[Records drawn from a dataset]
"""

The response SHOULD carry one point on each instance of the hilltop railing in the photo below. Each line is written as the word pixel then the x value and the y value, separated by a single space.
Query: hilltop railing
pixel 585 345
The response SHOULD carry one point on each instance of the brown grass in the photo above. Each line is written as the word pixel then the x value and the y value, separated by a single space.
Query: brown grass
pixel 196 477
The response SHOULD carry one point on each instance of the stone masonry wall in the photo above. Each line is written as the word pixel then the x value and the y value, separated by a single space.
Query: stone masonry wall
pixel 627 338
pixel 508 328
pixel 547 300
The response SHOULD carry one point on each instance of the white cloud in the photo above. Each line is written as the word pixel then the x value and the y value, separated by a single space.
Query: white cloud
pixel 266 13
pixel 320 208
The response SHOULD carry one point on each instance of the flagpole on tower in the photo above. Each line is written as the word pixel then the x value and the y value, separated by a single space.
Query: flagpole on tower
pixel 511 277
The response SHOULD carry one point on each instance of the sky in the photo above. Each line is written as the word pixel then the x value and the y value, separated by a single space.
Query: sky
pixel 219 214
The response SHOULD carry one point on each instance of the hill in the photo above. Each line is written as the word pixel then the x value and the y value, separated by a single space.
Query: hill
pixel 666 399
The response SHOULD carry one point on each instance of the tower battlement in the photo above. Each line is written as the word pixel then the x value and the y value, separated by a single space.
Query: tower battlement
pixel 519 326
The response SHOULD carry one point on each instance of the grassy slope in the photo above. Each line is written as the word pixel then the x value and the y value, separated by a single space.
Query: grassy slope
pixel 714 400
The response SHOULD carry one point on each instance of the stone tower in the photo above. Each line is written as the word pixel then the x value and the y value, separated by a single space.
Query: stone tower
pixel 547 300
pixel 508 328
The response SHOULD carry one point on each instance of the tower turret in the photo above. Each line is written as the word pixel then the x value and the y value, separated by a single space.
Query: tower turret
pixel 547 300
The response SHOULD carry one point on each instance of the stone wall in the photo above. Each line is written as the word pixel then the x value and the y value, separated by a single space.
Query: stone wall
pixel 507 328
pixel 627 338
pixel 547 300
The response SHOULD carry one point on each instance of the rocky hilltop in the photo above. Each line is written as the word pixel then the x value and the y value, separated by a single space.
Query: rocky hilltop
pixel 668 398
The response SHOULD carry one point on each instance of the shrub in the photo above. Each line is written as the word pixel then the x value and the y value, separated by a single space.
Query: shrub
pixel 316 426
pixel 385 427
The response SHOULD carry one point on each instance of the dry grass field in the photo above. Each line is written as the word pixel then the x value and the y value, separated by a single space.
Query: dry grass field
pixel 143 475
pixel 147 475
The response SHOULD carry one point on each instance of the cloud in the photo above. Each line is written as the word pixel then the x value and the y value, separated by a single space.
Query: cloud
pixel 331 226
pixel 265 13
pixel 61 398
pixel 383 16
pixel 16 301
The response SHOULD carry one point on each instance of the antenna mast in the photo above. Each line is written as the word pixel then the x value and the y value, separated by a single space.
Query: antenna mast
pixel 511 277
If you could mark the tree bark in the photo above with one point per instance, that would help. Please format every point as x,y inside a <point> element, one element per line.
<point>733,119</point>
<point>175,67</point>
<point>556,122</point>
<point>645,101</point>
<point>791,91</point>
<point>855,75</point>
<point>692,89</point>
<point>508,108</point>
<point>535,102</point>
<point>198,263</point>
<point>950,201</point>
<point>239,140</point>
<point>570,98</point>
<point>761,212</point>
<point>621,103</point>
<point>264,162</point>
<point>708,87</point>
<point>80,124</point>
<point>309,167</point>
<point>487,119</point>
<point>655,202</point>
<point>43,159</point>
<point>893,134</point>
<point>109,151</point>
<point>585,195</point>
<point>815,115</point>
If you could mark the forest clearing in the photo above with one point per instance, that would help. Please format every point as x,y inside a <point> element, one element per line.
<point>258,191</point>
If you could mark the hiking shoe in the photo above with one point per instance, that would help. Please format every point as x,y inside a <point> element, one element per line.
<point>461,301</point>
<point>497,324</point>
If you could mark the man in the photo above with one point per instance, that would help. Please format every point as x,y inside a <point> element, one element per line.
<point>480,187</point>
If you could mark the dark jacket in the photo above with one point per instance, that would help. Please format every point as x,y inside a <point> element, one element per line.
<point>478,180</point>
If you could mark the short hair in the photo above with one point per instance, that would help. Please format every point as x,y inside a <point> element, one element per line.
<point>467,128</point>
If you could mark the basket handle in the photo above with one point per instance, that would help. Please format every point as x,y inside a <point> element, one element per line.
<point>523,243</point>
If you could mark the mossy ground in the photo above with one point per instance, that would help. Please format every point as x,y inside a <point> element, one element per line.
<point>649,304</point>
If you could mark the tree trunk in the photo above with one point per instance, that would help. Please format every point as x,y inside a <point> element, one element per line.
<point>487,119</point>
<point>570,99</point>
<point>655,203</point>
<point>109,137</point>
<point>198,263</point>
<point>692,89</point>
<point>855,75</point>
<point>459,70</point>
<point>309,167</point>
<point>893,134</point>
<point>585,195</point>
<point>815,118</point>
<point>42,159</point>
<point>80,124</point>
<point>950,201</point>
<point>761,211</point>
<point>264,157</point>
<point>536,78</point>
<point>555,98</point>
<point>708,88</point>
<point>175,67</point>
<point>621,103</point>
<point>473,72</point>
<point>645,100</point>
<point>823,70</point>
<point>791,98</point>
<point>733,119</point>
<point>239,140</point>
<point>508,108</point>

"""

Each record must be returned in full and exactly.

#### EXERCISE SOLUTION
The response SHOULD carry one point on each instance of the hilltop railing in the photo below. Each line is written as the word pixel then the x value and the y value, separated by a single space.
Query: hilltop railing
pixel 585 345
The response SHOULD carry one point on each instance of the brown grass in the photo above. Each line is written as the word pixel then the x value and the y value, separated by a single space.
Query: brown grass
pixel 196 477
The response SHOULD carry one point on each instance of the stone masonry wall in the photo above. Each line is written as the word pixel then the x value and the y value, separated by a single space.
Query: stone masonry wall
pixel 627 338
pixel 508 328
pixel 547 300
The response SHOULD carry one point on each instance of the white cloud in the photo above. Each line is written as the word pixel then the x value and the y value, separated by a single space.
Query: white cloud
pixel 266 13
pixel 320 208
The response SHOULD carry one point on each instance of the flagpole on tower in the photo above. Each line is written as the word pixel then the x value and the y value, separated by a single space.
Query: flagpole on tower
pixel 511 277
The response SHOULD carry one point on each instance of the sky in the photo above. Each line is written as the word pixel then the x value and the y value, separated by a single space.
Query: sky
pixel 219 214
The response SHOULD carry one point on each instance of the hill in the photo above. Each line is written as the word pixel then the x value and the y value, separated by a single space.
Query: hill
pixel 666 399
The response SHOULD carry one point on each instance of the tower battlement in the photo above. Each line is written as the word pixel then the x value and the y value, separated by a single space.
Query: tower battlement
pixel 519 326
The response SHOULD carry one point on each instance of the grassy slope in the photo above. Each line is written as the word pixel then the x value and the y value, separated by a single space.
Query: grassy slope
pixel 714 400
The response SHOULD carry one point on each instance of the stone tower in the photo above. Each line is written as the word pixel then the x value and the y value, separated by a single space.
Query: stone tower
pixel 547 300
pixel 508 328
The response SHOULD carry one point on each instance of the tower turret in the photo above. Each line is written as the word pixel then the x value and the y value, separated by a single space.
Query: tower turret
pixel 547 300
The response SHOULD carry one point on each instance of the stone wall in the photo above. Each line is written as the word pixel then the x value and the y value, separated by a single space.
Query: stone wall
pixel 507 328
pixel 627 338
pixel 547 300
The response SHOULD carry one point on each instance of the rocky hilltop in the photo above. Each line is written as the word pixel then the x value and the y value, separated by a single space.
Query: rocky hilltop
pixel 668 398
The response SHOULD carry one point on each instance of the shrub in the photo above. Each line is written as the word pixel then the x value and the y value, separated by a single space.
Query: shrub
pixel 316 426
pixel 385 427
The response SHOULD carry one point on each instance of the dry grass field in the photo above. Each line is written as the word pixel then the x value and the y value, separated by a single space.
Query: dry grass field
pixel 143 475
pixel 147 475
The response SHOULD carry one point on each instance of the cloud in the photo above. Each line is written as the word pixel then the x value and the y value, separated by a single space.
Query: cloud
pixel 331 226
pixel 265 13
pixel 61 398
pixel 383 16
pixel 16 301
The response SHOULD carry one point on each instance of the antenna mast in the photo above. Each line is written as the word pixel then the x value and the y value, separated by a single space.
Query: antenna mast
pixel 511 277
If you could mark the tree bark in the photo above with one point per instance, that would help. Please format every point as x,y inside a <point> element, one element per line.
<point>733,119</point>
<point>175,67</point>
<point>556,122</point>
<point>645,101</point>
<point>791,91</point>
<point>855,75</point>
<point>692,89</point>
<point>508,108</point>
<point>535,102</point>
<point>198,263</point>
<point>950,201</point>
<point>239,140</point>
<point>570,98</point>
<point>761,212</point>
<point>621,103</point>
<point>264,162</point>
<point>708,87</point>
<point>80,124</point>
<point>309,167</point>
<point>487,119</point>
<point>655,202</point>
<point>43,159</point>
<point>893,134</point>
<point>109,151</point>
<point>585,195</point>
<point>815,115</point>
If you could mark the forest clearing in the photo above with one point per instance, that would help. Please format every point as x,y inside a <point> element, one element per line.
<point>258,191</point>
If you could mark the hiking shoe in the photo above with one point per instance, that would help. Please format every point as x,y inside a <point> element, one element per line.
<point>461,301</point>
<point>497,324</point>
If you could mark the man in the photo above with one point per instance, that would help. Please format every point as x,y inside a <point> element, one element per line.
<point>480,187</point>
If you could mark the dark jacket in the photo above with one point per instance, that would help. Please format every point as x,y inside a <point> element, one element per line.
<point>478,180</point>
If you could mark the short hair in the photo above with one point per instance, that would help. Please format every point as x,y inside a <point> element, one element per line.
<point>467,128</point>
If you could mark the basket handle in the photo above with one point per instance, that would help. Please format every point as x,y inside a <point> element, one element per line.
<point>523,243</point>
If you could mark the mossy ground in the photo above with one point per instance, that would help. Please format every point as x,y inside a <point> element, one element per line.
<point>649,304</point>
If you could mark the tree trunk in the photo above with one point per instance, that would help. Please format every point as x,y inside a <point> element, one element per line.
<point>487,119</point>
<point>570,99</point>
<point>655,203</point>
<point>109,137</point>
<point>198,263</point>
<point>692,89</point>
<point>855,75</point>
<point>459,70</point>
<point>309,167</point>
<point>893,134</point>
<point>585,195</point>
<point>815,118</point>
<point>42,159</point>
<point>80,124</point>
<point>950,201</point>
<point>761,211</point>
<point>264,157</point>
<point>536,78</point>
<point>555,98</point>
<point>708,88</point>
<point>175,67</point>
<point>621,103</point>
<point>473,72</point>
<point>645,100</point>
<point>823,70</point>
<point>791,98</point>
<point>733,119</point>
<point>239,140</point>
<point>508,108</point>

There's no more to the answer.